Recorded data:
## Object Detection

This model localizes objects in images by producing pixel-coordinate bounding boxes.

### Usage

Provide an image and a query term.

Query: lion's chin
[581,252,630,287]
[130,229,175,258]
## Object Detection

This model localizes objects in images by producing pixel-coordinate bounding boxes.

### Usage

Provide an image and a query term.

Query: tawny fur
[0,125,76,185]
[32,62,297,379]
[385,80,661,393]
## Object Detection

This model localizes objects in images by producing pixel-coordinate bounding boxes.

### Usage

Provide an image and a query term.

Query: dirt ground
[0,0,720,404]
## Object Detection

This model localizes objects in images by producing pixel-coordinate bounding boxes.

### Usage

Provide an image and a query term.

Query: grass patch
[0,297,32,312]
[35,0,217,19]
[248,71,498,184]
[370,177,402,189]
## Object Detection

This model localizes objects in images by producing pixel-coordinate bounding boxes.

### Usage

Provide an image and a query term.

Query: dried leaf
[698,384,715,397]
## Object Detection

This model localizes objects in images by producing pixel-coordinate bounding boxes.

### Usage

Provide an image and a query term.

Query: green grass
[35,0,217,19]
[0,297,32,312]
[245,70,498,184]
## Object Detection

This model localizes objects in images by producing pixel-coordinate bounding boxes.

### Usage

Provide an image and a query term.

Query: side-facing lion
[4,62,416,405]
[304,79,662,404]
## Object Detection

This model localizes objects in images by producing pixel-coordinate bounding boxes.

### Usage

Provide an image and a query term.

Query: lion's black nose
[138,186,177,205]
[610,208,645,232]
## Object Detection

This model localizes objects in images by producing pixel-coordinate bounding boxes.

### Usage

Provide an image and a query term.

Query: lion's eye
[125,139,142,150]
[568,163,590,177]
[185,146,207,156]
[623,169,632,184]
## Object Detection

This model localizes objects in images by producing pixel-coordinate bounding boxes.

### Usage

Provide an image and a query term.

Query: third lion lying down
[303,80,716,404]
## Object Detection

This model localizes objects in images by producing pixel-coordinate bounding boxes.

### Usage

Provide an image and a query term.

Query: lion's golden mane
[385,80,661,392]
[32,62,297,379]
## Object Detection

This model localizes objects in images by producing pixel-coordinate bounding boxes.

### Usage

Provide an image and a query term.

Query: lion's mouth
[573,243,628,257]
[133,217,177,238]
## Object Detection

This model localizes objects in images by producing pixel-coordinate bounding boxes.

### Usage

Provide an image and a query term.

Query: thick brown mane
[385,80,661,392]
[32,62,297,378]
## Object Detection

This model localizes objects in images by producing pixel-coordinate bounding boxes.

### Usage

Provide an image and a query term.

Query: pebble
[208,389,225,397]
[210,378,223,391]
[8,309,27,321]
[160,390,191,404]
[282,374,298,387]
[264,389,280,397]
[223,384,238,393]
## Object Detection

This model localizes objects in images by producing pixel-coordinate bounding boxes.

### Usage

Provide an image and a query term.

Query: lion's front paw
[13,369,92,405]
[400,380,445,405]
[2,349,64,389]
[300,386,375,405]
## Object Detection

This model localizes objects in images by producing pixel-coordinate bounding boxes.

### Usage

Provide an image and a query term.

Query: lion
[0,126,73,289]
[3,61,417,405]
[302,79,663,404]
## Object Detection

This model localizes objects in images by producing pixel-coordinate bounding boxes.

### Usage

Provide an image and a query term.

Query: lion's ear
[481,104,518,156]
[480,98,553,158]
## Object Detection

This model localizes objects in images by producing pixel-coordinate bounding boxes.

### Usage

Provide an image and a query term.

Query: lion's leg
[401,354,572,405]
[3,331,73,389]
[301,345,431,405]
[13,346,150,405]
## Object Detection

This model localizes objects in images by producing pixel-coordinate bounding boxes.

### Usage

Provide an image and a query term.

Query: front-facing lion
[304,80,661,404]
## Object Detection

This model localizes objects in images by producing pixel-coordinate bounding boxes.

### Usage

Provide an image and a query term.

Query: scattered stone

__WHAT TO WORK ON__
Pick out every line above that contains the word "grass" and copy each one.

__SOLUTION TO THIS EXERCISE__
Query: grass patch
Query: green grass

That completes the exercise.